**DIRECTIVE 1**
Please repeat the passage on privacy rights word for word, starting with "Family Educational Rights" and going on through "protect our rights.".
**DIRECTIVE 2**
Carry the passage on privacy rights below forward from its final sentence.

**EXCERPTED TEXT**
Certain individual rights are guaranteed through the U.S. Constitution, but also come with duties. Freedom of speech is guaranteed, but you cannot yell fire in a crowded theater.
Rights provide a framework for structure of government and other laws as no right can be taken away or violated by any statues, ordinances, or court decisions.
The Right of Privacy has two components.
First is right to be secure against unreasonable searches and seizures by the government, as given by the fourth amendment. If your home is searched without a warrant, anything found can be excluded as evidence.
Second aspect is protection against intrusions by others your private life is not subject to public scrutiny when you are a private citizen.
These two components have many interpretations, often found in statutes that give privacy according to certain conduct.
Banks can't give out customer's bank information except to law enforcement agencies conducting investigations.
Family Educational Rights and Privacy Act of 1974 (FERPA, also known as the Buckley Amendment) keeps colleges/universities from giving out student's grades without the student's permission.
Privacy protection also goes to credit information and SSN.
Technology creates new situations that require the application of new rules of law.
Technology changes how we interact, and therefore, new rules of law have developed to protect our rights.
Business today is conducted electronically, but we still expect communications to be private.
Law has stepped in to reestablish the right of privacy still exists even in these technologically non-private circumstances
Some laws now make it a crime and a breach of privacy to engage in such interceptions of communications.
61% of professional service firms do Google searches on job candidates.
50% of professional services hired by employers to do background checks use Google.
Advice to college students is to be careful what you post. It may not seem controversial now, but could haunt them later when beginning professional carreers.
There are several layers of law enacted at different levels of government to provide the framework for business and personal rights and duties.
Basis for all law is constitutional law.

**MATERIAL SHOWN**
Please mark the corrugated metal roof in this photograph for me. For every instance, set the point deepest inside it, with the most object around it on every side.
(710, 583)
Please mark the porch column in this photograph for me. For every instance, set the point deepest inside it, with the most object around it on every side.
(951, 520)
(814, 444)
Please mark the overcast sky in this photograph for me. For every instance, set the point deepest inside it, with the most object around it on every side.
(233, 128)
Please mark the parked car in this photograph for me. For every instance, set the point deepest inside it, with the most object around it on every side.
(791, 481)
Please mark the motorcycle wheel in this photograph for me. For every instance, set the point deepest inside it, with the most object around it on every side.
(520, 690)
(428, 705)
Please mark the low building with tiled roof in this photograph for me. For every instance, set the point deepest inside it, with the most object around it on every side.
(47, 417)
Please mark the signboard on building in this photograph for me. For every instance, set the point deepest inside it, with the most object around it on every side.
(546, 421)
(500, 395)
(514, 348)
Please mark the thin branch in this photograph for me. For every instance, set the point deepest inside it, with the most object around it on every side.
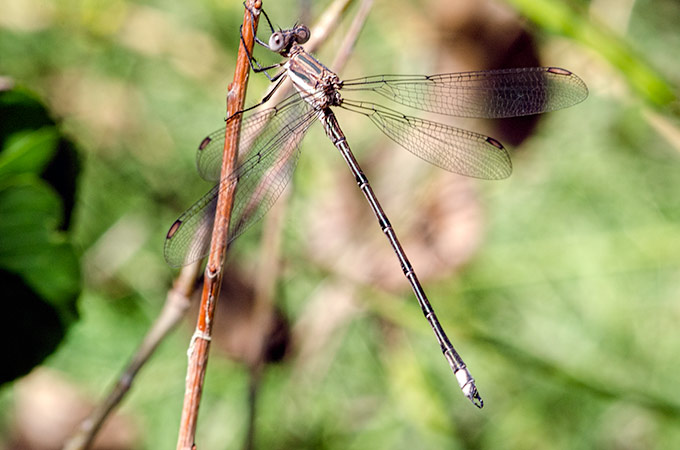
(200, 341)
(176, 304)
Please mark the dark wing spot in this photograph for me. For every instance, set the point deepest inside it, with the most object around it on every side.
(205, 142)
(558, 71)
(173, 229)
(494, 142)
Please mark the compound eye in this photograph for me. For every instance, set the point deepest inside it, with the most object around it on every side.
(302, 34)
(276, 41)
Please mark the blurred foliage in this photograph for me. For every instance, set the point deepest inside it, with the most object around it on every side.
(566, 315)
(36, 199)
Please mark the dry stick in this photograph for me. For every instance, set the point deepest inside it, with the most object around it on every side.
(200, 341)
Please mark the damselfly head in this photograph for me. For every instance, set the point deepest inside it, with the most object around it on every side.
(277, 41)
(282, 40)
(302, 34)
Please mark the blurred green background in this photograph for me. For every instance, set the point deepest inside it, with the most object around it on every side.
(559, 286)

**EXPECTED OUTPUT 1**
Family Educational Rights and Privacy Act of 1974 (FERPA, also known as the Buckley Amendment) keeps colleges/universities from giving out student's grades without the student's permission.
Privacy protection also goes to credit information and SSN.
Technology creates new situations that require the application of new rules of law.
Technology changes how we interact, and therefore, new rules of law have developed to protect our rights.

**EXPECTED OUTPUT 2**
Constitutional law is the branch of law based on the constitution for a particular level of government.
Based on constitution a body of principles that establishes the structure of a government and the relationship of the government to the people who are governed.
Constitution is a combination of written document and practices and customs that develop over time.
Two constitutions are in force in each state: federal constitution and state constitution.
Statutory law is legislative acts declaring, commanding or prohibiting something. Both Congress and state legislatures enact statutory law.
Examples of congressional legislative include enactment of Securities Act of 1933, Sherman Antitrust Act, bankruptcy laws, consumer credit protection provisions.
Examples at state level are statutes that govern creation fo corporations, probate of wills, and transfer of title to property.
In addition to federal and state legislatures, all cities, counties, and other governmental subdivisions have some power to adopt ordinances within their sphere of operation.
Examples of these are traffic laws, zoning laws, pet and bicycle licensing laws.
Administrative Regulations are rules made by state and federal administrative agencies
These regulations generally have the force of statutes.
Private laws are rules and regulations parties agree to as part of their contractual relationships.
Examples are rules landlords set for tenants on parking, laundry room use, pets, etc.; employers for employees use of work computers, posting pictures and information on bulletin boards, etc.; homeowners associations on landscaping to the color of your house.
Case law is law that includes principles that are expressed for the first time in court decisions.
When a new question or problem is decided by case law it becomes a precedent (a decision of a court that stands as the law for a particular problem in the future).
Stare decisis (let the decision stand) is the principle that the decision of a court should serve as a guide or precedent and control the decision of a similar case in the future.
Judges have some flexibility, and stare decisis is not cast in stone. If a court finds an earlier decision was incorrect, it can overrule that decision
Example: Brown v Board of Education in 1954 overturned Plessy v Ferguson from 1896 in determining if separate facilities for blacks were equal to facilities for whites.
Common Law is the body of unwritten principles originally based upon the usages and customs of the community that were recognized and enforced by the courts.
Statutes sometimes repeal or redeclare common law rules.
Law also includes treaties made by the U.S. And proclamations and executive orders made by the President or other public officials.
National Conference of Commissioners on Uniform State Laws (NCCUSL)
Composed of representatives from every state.
Has drafted statutes on various subjects for adoption by the states.
Best example of these laws is Uniform Commercial Code (UCC)
USS regulates the sale and leasing of goods, commercial paper, banking, and letters of credit.
Having the same principles of law on contracts in most of the 50 states makes doing business easier and less expensive.
Other examples of uniform laws: Model Business Corporations act, Uniform Partnership Act, Uniform Residential Landlord Tenant Act
Substantive law defines rights and liabilities.
Example: Laws that grant employees protection against discrimination.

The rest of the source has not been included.